Stored records.

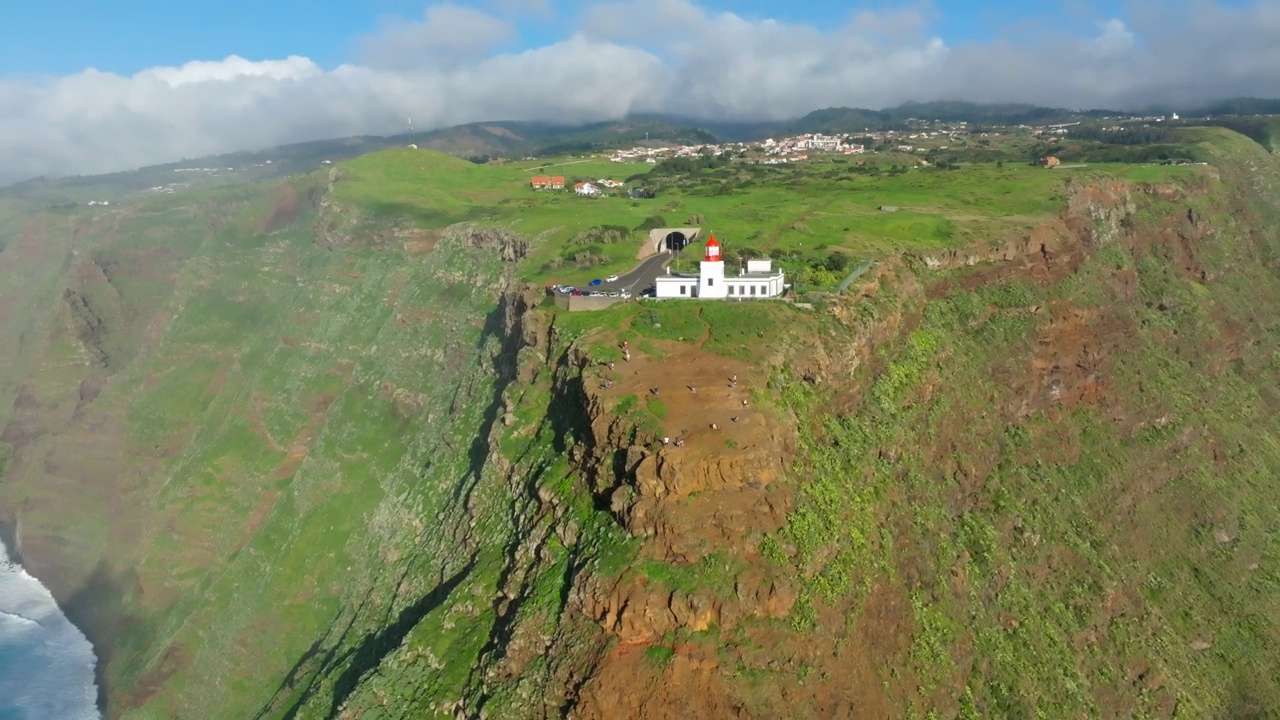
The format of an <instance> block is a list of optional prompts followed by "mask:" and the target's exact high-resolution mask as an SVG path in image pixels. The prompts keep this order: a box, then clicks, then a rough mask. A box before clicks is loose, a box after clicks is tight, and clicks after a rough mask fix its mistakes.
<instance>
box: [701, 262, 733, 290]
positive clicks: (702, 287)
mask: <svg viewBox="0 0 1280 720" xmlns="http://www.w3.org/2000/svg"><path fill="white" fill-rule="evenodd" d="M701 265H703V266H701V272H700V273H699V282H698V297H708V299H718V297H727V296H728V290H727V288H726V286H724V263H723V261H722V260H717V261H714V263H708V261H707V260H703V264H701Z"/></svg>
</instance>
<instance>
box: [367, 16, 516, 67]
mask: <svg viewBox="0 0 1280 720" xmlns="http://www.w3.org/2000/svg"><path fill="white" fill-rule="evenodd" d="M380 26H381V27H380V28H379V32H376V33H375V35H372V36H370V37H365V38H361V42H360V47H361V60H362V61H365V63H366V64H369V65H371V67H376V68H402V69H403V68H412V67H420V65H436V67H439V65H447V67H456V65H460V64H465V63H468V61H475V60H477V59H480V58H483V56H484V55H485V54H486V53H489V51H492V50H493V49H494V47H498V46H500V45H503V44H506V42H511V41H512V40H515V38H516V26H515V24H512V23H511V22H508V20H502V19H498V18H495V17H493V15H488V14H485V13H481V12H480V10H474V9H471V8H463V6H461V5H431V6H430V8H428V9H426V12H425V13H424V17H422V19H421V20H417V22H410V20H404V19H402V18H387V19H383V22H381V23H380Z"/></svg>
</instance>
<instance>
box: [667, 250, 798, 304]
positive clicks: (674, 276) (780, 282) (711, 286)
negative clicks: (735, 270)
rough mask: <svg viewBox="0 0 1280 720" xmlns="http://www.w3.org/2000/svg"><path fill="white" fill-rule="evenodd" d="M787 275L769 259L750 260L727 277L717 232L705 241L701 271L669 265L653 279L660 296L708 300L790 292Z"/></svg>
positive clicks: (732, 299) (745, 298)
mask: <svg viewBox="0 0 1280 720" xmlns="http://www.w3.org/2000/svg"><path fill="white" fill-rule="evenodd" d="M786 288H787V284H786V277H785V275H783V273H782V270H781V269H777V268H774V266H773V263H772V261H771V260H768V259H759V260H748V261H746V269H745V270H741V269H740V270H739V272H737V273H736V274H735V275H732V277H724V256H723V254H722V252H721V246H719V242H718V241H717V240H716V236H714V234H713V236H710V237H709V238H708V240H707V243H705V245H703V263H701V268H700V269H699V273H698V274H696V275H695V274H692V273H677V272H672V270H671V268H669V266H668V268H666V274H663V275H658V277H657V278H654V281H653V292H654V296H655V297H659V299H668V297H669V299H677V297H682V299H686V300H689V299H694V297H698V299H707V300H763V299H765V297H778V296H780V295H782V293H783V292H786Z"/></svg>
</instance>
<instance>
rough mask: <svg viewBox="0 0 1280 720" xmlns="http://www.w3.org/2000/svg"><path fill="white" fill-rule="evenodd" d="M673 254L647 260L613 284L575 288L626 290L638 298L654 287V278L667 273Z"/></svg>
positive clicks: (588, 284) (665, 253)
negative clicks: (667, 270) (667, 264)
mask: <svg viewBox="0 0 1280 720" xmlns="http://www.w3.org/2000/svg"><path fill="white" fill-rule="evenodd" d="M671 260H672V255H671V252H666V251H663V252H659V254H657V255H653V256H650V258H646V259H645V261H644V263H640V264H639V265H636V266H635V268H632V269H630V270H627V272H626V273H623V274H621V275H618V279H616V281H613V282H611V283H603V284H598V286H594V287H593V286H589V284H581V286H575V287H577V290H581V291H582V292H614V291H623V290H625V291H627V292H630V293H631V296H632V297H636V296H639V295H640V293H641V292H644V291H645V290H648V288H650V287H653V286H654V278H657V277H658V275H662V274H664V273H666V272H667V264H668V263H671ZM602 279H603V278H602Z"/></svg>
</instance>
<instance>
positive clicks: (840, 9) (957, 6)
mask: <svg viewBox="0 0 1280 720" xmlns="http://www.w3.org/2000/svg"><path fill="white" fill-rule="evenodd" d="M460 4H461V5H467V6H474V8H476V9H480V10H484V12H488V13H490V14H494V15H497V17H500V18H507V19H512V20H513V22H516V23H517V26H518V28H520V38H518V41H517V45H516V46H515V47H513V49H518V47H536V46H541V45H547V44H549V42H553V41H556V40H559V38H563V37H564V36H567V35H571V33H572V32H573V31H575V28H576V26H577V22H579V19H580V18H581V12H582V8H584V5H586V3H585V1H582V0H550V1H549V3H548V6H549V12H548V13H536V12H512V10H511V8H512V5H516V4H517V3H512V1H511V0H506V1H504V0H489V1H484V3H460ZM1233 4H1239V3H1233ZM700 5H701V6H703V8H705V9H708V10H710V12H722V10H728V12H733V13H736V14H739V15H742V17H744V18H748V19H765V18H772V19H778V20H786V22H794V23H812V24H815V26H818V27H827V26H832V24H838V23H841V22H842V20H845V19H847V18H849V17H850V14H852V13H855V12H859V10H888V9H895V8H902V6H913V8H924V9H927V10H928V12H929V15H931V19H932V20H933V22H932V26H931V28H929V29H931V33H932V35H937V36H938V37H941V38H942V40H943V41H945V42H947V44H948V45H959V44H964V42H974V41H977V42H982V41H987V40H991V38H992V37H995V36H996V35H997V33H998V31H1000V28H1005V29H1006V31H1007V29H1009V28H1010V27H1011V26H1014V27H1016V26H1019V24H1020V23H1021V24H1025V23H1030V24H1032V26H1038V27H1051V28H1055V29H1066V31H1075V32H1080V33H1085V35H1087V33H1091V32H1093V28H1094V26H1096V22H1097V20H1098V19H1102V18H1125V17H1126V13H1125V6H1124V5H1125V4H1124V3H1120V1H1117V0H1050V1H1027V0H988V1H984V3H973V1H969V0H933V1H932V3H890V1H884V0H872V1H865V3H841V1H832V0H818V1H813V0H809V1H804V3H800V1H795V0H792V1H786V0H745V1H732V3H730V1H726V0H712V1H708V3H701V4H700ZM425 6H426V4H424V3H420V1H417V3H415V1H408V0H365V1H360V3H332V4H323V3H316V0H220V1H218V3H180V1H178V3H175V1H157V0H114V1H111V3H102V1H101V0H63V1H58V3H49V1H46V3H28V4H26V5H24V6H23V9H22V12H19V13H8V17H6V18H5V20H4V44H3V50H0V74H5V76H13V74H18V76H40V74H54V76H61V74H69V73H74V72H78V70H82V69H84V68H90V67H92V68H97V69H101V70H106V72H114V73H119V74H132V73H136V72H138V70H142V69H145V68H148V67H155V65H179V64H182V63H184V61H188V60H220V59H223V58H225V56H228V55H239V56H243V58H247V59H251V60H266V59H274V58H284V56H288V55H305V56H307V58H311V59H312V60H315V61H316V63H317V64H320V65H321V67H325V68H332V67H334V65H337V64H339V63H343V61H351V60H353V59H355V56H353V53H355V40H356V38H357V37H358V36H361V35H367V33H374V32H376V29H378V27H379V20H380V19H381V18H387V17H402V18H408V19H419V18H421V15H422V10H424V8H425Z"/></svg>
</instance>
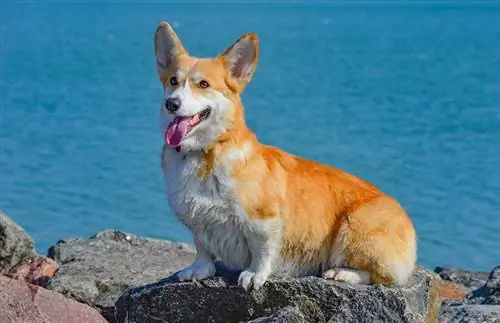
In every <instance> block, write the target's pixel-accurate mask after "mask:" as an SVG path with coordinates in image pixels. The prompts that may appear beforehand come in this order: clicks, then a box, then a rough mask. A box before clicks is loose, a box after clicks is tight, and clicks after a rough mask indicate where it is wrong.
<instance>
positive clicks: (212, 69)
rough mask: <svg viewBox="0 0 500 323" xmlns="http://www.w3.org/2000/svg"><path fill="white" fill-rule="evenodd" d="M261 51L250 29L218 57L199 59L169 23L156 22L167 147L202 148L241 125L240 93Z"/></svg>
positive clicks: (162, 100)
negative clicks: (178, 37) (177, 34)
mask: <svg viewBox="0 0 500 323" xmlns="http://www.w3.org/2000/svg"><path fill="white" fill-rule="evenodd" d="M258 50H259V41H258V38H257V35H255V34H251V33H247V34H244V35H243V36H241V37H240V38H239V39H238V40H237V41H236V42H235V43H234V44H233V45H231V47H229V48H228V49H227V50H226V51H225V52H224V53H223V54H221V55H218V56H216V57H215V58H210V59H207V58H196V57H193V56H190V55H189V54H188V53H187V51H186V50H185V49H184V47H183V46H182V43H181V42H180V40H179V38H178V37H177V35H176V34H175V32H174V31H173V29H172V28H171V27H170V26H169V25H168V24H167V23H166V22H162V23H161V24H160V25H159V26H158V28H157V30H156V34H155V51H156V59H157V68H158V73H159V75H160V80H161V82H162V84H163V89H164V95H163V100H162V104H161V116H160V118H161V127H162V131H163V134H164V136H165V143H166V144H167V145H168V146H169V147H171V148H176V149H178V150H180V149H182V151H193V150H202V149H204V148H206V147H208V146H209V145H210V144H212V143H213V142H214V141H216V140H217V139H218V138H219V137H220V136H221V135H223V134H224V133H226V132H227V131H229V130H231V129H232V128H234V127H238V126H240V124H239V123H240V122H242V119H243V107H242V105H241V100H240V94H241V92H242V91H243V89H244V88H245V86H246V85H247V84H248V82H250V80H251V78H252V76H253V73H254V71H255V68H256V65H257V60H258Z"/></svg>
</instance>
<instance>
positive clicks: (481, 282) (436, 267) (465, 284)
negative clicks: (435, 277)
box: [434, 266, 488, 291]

...

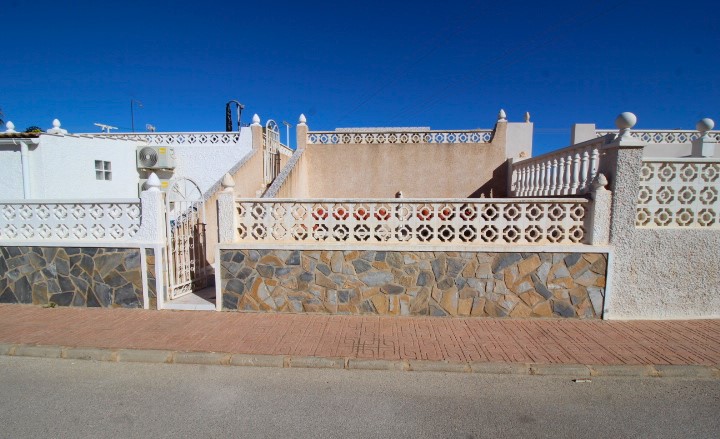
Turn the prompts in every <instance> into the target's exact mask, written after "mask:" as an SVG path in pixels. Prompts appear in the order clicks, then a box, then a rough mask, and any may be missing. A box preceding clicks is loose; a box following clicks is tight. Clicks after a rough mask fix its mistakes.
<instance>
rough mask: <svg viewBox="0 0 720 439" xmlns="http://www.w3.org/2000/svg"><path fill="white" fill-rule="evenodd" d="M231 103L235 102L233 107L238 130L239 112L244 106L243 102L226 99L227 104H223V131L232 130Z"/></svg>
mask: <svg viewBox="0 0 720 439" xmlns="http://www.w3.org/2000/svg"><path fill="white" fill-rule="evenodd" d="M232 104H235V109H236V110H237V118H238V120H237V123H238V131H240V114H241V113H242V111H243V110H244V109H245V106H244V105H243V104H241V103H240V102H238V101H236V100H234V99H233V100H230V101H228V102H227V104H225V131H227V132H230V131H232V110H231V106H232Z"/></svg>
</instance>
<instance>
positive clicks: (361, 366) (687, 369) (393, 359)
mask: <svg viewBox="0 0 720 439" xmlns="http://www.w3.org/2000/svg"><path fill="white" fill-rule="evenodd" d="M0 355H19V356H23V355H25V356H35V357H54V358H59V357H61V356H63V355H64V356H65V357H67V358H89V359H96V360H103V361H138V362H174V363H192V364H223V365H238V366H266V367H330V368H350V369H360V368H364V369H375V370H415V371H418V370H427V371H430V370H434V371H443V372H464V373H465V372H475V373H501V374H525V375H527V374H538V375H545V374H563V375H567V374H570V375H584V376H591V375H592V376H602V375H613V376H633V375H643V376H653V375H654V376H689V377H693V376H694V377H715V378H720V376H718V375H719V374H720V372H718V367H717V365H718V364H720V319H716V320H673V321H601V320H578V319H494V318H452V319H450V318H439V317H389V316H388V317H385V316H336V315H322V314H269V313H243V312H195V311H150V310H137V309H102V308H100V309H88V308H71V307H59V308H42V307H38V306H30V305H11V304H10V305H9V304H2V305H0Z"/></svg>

WHAT TO DO.
Locate each line in the listing above that contains the string "every", matching case exactly, and copy those lines in full.

ANSWER TO THE EXERCISE.
In every <instance> block, write the target's pixel-accurate mask after "mask:" as an SVG path with coordinates in image pixels. The prompts that may appear beforehand come in this order: clicks, then a box, then a rough mask. A box before clicks is loose, a box after clicks is tight, and clicks after a rough mask indicate where it is wrong.
Turn the prompts in every <instance> into the target's exact mask, written after "mask:" as an SVG path in pixels. Prompts appear in the order clicks, then a box, then a rough mask, and any may be missing. A box preceding clicks is loose; a box following clicks is tight. Clicks after a rough mask fix its mistakes.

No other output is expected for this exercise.